### [PROBLEM DETAILS]
Every line of the entries that holds the word "below" is to be copied.

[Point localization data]
+++
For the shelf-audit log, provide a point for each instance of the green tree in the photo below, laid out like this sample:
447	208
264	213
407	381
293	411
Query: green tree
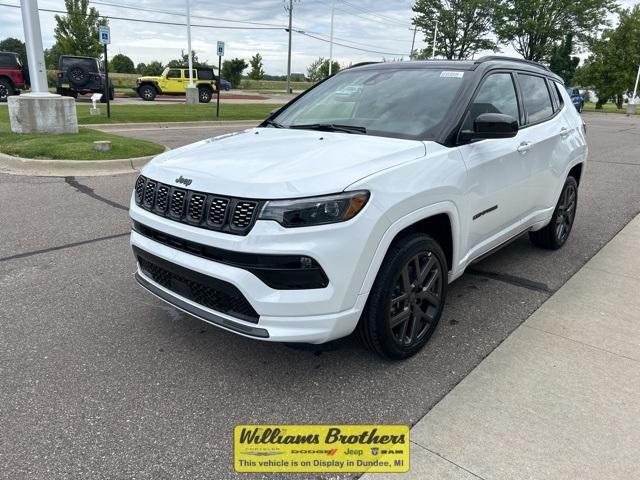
257	70
14	45
319	70
613	64
562	62
76	33
121	64
232	70
183	61
535	27
464	26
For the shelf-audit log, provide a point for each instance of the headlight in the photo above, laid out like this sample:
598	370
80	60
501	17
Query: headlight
305	212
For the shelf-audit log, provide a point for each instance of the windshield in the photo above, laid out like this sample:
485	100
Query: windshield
400	102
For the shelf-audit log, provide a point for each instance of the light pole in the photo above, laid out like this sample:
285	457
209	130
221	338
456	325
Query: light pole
413	42
39	111
635	89
189	43
435	35
333	14
191	91
290	10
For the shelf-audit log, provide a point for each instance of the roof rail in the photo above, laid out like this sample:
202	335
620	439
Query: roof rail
362	64
489	58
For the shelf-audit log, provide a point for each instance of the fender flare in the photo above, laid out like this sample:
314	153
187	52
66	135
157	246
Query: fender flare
445	207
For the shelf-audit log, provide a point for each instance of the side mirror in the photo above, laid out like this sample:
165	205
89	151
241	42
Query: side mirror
492	125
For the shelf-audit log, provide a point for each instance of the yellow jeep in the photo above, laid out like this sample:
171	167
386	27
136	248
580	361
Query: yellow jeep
174	81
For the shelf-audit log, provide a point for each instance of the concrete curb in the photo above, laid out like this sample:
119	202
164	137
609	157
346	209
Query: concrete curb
65	168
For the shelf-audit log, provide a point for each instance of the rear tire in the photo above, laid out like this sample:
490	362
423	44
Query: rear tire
6	90
556	233
407	298
147	93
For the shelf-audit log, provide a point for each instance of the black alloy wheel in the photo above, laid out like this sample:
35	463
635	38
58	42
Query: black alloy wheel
407	298
556	233
416	299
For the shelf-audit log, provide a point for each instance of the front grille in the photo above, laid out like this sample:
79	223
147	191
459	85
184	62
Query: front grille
226	214
209	292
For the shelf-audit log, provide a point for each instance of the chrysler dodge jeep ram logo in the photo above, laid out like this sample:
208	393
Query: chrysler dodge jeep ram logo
185	181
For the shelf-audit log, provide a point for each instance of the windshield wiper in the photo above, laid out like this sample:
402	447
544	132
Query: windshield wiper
274	124
332	127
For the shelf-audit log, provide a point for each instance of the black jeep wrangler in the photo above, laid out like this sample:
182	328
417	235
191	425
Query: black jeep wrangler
81	75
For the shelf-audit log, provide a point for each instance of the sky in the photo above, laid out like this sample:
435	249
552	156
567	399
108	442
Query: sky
381	27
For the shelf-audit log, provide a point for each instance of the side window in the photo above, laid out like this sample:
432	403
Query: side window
536	98
5	60
559	88
496	95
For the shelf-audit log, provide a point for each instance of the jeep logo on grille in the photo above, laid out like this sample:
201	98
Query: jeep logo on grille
185	181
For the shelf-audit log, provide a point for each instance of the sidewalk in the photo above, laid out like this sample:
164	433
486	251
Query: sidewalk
560	397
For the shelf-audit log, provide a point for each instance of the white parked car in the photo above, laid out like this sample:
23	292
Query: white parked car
343	213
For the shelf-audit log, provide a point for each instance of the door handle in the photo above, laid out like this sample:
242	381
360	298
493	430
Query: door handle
524	147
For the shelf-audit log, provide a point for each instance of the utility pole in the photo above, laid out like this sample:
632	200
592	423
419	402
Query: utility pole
290	10
191	91
435	35
413	42
39	111
333	14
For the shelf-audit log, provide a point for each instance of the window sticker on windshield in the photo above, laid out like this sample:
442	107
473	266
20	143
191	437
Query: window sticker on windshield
451	74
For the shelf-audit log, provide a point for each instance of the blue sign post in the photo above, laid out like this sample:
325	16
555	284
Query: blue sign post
104	35
220	55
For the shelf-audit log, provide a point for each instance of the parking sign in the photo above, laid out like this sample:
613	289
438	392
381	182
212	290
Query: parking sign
104	34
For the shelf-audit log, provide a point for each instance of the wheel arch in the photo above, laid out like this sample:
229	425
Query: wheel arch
440	221
576	172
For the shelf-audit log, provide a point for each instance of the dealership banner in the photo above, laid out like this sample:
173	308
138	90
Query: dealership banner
321	448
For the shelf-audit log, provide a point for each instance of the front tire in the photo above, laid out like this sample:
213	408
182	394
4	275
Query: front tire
407	298
556	233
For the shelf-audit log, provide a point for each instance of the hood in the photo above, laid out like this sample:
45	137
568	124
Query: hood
271	163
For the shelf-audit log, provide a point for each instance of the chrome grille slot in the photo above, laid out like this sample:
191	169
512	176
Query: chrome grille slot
196	207
177	203
204	210
243	214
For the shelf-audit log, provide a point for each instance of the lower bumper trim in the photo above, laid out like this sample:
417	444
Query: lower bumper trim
201	313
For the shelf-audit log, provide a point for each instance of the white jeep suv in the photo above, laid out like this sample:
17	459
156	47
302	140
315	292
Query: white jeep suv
353	207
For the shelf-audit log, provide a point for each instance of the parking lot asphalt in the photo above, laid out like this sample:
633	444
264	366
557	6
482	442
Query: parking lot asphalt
100	380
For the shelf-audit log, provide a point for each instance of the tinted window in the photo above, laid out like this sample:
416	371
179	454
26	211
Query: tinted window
535	97
560	97
205	74
7	60
89	64
496	95
398	102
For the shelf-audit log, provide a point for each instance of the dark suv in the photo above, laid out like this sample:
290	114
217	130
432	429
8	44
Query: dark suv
13	75
81	75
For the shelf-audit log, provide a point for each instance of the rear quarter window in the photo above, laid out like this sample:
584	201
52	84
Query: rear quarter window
88	63
535	97
7	61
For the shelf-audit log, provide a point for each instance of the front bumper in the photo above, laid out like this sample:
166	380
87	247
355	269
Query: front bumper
306	316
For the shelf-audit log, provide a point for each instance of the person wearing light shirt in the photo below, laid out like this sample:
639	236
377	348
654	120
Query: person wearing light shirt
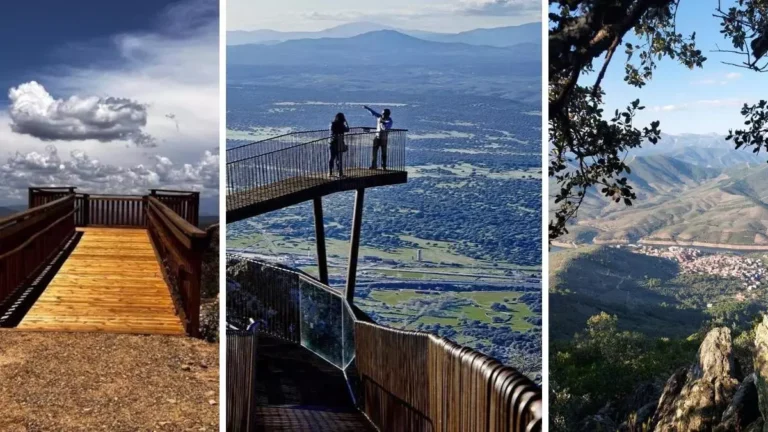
383	124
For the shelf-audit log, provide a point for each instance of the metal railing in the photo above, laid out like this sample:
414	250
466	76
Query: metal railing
241	380
281	142
402	380
272	169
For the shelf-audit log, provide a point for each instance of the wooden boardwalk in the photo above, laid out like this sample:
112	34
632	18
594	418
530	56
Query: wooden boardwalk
111	282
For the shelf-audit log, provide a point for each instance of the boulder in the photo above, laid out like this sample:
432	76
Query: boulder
597	423
640	420
761	365
708	388
743	409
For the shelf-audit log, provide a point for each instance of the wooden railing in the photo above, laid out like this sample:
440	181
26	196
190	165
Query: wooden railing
124	211
402	380
185	204
28	239
439	385
180	247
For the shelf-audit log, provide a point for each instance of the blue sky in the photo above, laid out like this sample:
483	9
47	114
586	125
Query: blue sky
698	101
107	96
430	15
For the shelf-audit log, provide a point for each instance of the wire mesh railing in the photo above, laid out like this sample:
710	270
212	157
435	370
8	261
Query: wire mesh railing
255	176
401	380
281	142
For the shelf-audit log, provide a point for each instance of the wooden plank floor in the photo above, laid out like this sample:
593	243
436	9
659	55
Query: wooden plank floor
110	283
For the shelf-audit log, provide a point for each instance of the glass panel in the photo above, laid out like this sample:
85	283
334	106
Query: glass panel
321	322
348	334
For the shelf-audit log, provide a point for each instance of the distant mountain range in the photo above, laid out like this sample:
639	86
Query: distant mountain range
691	189
497	37
381	48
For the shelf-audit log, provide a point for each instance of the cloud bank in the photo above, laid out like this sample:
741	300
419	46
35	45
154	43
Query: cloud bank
499	7
48	168
149	120
35	112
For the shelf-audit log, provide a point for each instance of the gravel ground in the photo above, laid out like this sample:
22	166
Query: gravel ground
92	382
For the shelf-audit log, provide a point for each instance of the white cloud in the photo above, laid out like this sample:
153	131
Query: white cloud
35	112
172	72
709	103
719	79
499	7
47	168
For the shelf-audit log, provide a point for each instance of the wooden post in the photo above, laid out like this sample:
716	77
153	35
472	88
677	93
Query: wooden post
196	209
354	247
322	261
86	209
193	297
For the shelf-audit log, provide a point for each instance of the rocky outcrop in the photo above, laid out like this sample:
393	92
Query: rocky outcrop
743	409
696	400
761	366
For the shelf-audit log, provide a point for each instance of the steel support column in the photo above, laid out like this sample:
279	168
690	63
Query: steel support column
354	246
322	261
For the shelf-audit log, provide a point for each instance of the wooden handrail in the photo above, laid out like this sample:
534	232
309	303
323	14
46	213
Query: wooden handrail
186	228
31	211
30	238
179	246
36	236
124	211
455	387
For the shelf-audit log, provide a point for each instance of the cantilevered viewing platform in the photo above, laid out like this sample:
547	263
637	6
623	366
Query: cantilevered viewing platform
290	169
102	263
302	357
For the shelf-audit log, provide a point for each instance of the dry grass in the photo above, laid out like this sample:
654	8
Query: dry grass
90	382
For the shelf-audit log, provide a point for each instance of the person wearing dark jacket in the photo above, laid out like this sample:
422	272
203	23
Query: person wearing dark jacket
338	128
383	124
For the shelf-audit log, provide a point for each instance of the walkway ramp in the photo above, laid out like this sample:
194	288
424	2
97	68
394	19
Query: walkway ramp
103	263
111	282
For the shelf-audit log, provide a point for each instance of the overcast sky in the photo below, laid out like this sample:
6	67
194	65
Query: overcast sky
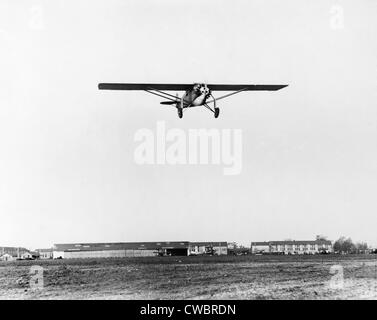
67	171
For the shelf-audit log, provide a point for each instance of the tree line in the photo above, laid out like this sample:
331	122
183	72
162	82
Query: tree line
346	245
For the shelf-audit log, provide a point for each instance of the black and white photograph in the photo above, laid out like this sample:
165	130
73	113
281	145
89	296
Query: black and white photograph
209	151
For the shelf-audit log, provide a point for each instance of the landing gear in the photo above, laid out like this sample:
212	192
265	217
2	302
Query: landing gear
180	108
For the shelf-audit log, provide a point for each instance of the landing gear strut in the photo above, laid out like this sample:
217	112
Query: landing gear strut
180	108
180	112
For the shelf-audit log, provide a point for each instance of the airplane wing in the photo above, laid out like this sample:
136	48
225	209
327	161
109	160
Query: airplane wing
145	86
245	87
184	87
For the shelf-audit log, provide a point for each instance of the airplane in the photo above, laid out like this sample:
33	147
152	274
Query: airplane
195	95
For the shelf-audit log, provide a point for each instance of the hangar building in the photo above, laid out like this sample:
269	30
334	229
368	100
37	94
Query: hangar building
120	249
216	248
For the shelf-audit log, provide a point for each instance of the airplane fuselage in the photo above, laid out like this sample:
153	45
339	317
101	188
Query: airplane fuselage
196	96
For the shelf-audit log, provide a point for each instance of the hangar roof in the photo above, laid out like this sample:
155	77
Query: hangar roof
121	246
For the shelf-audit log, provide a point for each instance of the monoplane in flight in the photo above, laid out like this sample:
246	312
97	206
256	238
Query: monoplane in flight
197	94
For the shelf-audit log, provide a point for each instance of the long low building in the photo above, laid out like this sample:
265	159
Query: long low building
137	249
215	248
292	247
120	249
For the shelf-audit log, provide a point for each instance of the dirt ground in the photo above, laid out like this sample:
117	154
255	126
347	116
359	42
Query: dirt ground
223	277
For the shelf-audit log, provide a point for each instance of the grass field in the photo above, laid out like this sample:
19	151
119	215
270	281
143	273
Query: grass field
223	277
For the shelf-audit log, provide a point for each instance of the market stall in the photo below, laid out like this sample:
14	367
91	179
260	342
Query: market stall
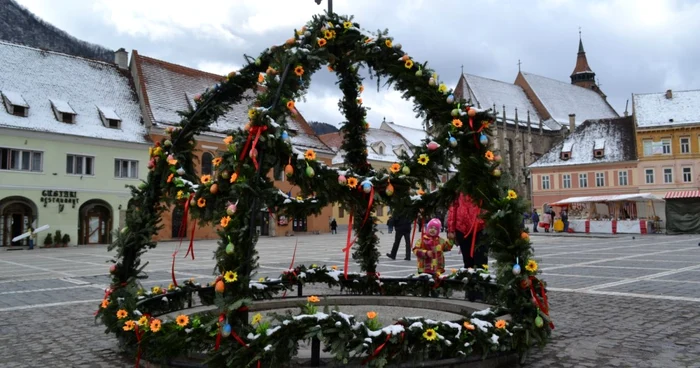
613	214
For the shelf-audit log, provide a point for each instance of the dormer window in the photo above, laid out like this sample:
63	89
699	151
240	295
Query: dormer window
15	103
63	111
109	118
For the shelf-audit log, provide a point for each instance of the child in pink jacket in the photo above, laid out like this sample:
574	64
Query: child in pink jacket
430	249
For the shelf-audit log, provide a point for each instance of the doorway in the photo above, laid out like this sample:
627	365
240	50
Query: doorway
16	215
95	223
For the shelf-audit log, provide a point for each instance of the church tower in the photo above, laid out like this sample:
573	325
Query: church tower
583	76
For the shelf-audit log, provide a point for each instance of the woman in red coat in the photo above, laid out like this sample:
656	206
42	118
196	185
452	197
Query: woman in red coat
466	228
+++
### [PROBLEM SOLUTION]
For the shelf-audit log, provide a point for each instance of the green tree in the photo below, laid out like this sample:
For the shelf-audit log, provide a point for each instance of the person wearing light shirt in the photo below, laid out like this sample:
For the shelf-audit log, provide a point for each instance of the overcast sky in the photo below, laid out like this sample:
For the shelf-audit log, provide a point for each instance of the market stall in the photo below, laid out like this sample:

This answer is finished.